→ **GIVEN EXERCISE**
Your task is to extract every entry that follows word for word while excluding the pictures.

++++ SUPPLIED MATERIAL

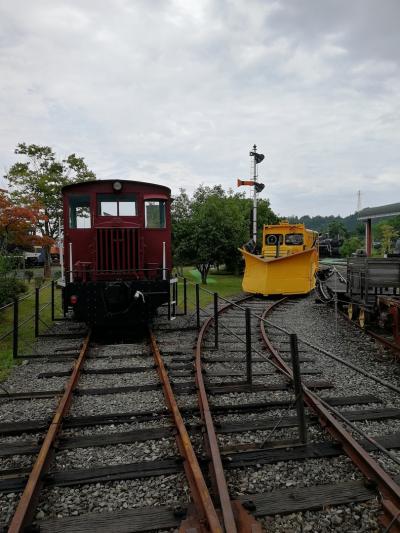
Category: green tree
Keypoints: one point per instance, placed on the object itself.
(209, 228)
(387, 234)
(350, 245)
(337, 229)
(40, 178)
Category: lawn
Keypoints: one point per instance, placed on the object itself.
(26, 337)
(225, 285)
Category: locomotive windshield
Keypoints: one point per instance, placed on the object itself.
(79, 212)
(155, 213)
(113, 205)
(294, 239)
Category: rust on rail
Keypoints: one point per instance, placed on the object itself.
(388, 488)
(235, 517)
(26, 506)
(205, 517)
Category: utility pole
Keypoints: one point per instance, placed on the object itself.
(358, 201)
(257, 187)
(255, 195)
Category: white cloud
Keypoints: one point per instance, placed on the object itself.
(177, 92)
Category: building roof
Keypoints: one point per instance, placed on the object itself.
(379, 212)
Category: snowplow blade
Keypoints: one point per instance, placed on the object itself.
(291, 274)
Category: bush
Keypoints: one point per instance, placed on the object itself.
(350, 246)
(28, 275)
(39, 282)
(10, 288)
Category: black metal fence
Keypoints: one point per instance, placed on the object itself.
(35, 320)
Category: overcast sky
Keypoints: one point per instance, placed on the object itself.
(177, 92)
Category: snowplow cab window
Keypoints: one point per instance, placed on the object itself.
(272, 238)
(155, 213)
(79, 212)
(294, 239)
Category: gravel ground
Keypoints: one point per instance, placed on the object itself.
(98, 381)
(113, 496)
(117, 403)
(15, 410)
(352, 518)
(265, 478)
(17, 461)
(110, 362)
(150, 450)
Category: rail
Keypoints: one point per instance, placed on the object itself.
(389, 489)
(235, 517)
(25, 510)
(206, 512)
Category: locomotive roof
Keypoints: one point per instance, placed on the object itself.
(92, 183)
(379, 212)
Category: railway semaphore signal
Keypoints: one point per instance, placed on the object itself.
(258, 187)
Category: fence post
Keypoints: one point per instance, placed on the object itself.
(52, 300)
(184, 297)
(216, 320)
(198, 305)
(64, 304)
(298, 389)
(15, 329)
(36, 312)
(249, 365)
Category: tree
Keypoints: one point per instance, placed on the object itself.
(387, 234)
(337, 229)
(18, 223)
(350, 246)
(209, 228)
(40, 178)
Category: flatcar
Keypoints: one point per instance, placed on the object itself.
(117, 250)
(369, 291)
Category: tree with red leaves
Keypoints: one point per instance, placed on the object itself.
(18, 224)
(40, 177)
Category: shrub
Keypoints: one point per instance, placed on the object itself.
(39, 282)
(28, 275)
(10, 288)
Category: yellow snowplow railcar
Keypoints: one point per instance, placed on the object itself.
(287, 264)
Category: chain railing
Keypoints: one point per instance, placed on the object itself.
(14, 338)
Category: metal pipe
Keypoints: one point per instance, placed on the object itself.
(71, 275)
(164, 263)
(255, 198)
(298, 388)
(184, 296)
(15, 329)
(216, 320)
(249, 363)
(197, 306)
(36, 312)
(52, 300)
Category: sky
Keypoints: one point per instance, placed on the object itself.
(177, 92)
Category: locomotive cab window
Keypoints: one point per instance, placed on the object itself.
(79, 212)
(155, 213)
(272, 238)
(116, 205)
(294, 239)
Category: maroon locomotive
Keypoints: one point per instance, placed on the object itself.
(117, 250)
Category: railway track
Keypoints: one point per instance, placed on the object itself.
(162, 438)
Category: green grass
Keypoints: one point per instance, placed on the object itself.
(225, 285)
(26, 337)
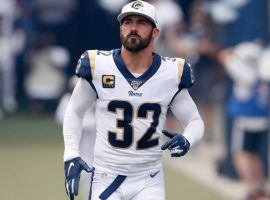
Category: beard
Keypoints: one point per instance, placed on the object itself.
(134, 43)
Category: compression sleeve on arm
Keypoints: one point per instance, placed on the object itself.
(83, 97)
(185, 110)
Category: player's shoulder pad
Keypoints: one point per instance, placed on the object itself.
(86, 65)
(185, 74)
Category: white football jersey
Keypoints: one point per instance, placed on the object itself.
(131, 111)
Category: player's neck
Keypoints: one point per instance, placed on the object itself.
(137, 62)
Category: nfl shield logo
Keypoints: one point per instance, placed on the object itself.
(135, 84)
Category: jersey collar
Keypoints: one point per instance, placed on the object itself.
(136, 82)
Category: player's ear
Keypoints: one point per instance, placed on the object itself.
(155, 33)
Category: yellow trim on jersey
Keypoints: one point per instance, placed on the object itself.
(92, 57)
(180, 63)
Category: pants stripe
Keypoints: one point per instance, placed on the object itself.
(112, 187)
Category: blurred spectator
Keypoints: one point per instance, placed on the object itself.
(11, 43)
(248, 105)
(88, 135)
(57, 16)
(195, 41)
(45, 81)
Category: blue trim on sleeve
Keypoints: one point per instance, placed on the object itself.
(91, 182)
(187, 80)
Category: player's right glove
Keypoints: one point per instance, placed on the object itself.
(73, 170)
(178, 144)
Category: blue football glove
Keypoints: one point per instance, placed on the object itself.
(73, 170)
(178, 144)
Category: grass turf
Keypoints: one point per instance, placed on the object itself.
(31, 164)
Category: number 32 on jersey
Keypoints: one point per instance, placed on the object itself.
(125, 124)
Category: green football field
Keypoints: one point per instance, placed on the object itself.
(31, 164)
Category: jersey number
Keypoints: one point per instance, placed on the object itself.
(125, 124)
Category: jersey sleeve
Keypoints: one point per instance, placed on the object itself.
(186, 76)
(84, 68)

++++++++

→ **EXPECTED ANSWER**
Category: green tree
Keypoints: one point per instance, placed on the object itself.
(209, 228)
(387, 234)
(350, 245)
(337, 229)
(40, 178)
Category: lawn
Keypoints: one point per instance, placed on the object itself.
(26, 337)
(225, 285)
Category: locomotive windshield
Keypoints: one point per instance, placed on the object itself.
(79, 212)
(155, 213)
(113, 205)
(294, 239)
Category: rust on rail
Keypoints: one point per instance, placed on the object itself.
(388, 488)
(235, 517)
(26, 506)
(205, 517)
Category: utility pole
Keypoints: one point per instance, placed on the object itself.
(358, 201)
(257, 187)
(255, 195)
Category: white cloud
Keypoints: one point per instance, placed on the object itself.
(177, 92)
Category: building roof
Keypoints: one point per instance, placed on the object itself.
(379, 212)
Category: snowplow blade
Keypoints: one point per instance, placed on the object itself.
(291, 274)
Category: bush
Keypoints: one point per instance, placed on the object itself.
(350, 246)
(28, 275)
(39, 282)
(10, 288)
Category: black metal fence
Keypoints: one point per instance, placed on the object itself.
(35, 320)
Category: overcast sky
Keypoints: one point per instance, placed on the object itself.
(177, 92)
Category: snowplow cab window
Keypoints: one point per instance, placed on the object itself.
(272, 238)
(155, 213)
(79, 212)
(294, 239)
Category: gravel ground
Keypoints: one point per instance, placed on the object itself.
(98, 381)
(113, 496)
(117, 403)
(15, 410)
(352, 518)
(265, 478)
(17, 461)
(110, 362)
(150, 450)
Category: rail
Keypoints: one point per instance, placed on the object itself.
(389, 489)
(235, 517)
(25, 510)
(206, 512)
Category: locomotive roof
Keypoints: one point per instance, placed on the object itself.
(92, 183)
(379, 212)
Category: railway semaphore signal
Keypoints: one point per instance, placed on the object itself.
(258, 187)
Category: fence post
Keypoints: one point per instance, placed on the object itself.
(52, 300)
(184, 297)
(216, 320)
(198, 305)
(64, 304)
(298, 389)
(15, 329)
(36, 312)
(249, 365)
Category: tree
Keypoints: one point per instance, placed on the object itself.
(387, 234)
(337, 229)
(18, 223)
(350, 246)
(209, 228)
(40, 178)
Category: flatcar
Keypoints: one point per instance, placed on the object itself.
(117, 250)
(369, 291)
Category: tree with red leaves
Keypoints: one point per instance, placed on the object itself.
(18, 224)
(40, 177)
Category: shrub
Keypoints: one point per instance, placed on the object itself.
(39, 282)
(28, 275)
(10, 288)
Category: yellow snowplow railcar
Keypoints: one point per instance, placed on the object itself.
(287, 264)
Category: chain railing
Keypoints: one point per instance, placed on the object itself.
(14, 338)
Category: metal pipe
Keypoints: one point per instance, placed on the object itself.
(71, 275)
(164, 263)
(255, 198)
(298, 388)
(184, 296)
(15, 329)
(216, 320)
(249, 363)
(197, 306)
(36, 312)
(52, 300)
Category: sky
Keypoints: one point per instance, placed on the object itself.
(177, 92)
Category: locomotive cab window
Keypoints: one point per instance, placed on the object itself.
(79, 212)
(155, 213)
(272, 238)
(116, 205)
(294, 239)
Category: maroon locomotive
Keypoints: one point per instance, placed on the object itself.
(117, 250)
Category: railway track
Keypoints: one point per instance, placed on the object itself.
(162, 438)
Category: green grass
Keypoints: one point per instance, placed on the object itself.
(225, 285)
(26, 337)
Category: beard
Keypoints: one point per instance, placed on the object itself.
(134, 43)
Category: compression sleeve on arm
Keypoints: one point per instance, placed on the object itself.
(83, 97)
(185, 110)
Category: player's shoulder pad
Keypoints: one point per instance, placed on the object itself.
(86, 65)
(185, 74)
Category: white football jersey
Keypoints: one point per instance, placed on the object itself.
(131, 111)
Category: player's neck
Keypoints: one point per instance, placed on the object itself.
(137, 62)
Category: nfl shield logo
Keypoints: one point per instance, placed on the object itself.
(135, 84)
Category: jersey collar
Keypoints: one point per instance, placed on the object itself.
(136, 82)
Category: player's ear
Keypoints: one point per instance, placed on the object itself.
(155, 33)
Category: yellow trim on jersey
Keypoints: one point per instance, placed on the object itself.
(92, 57)
(180, 63)
Category: pants stripe
Keypoints: one point per instance, placed on the object itself.
(112, 187)
Category: blurred spectator
Keypoints: one point per instance, placed on the object itself.
(11, 43)
(248, 105)
(88, 135)
(57, 16)
(195, 41)
(45, 81)
Category: blue trim on sleeve
Keypoints: one point per instance, placed on the object itself.
(91, 182)
(187, 80)
Category: player's right glove
Keypoints: one point per instance, placed on the object itself.
(73, 170)
(178, 144)
Category: blue football glove
Keypoints: one point per instance, placed on the object itself.
(73, 170)
(178, 144)
Category: grass turf
Keypoints: one point per instance, placed on the object itself.
(31, 164)
Category: number 32 on jersey
Keypoints: one point per instance, placed on the object itself.
(125, 124)
Category: green football field
Keypoints: one point per instance, placed on the object itself.
(31, 164)
Category: jersey number
Keypoints: one point per instance, placed on the object itself.
(125, 124)
Category: jersey sleeve
Keypoints: one point per instance, placed on the object itself.
(186, 76)
(84, 68)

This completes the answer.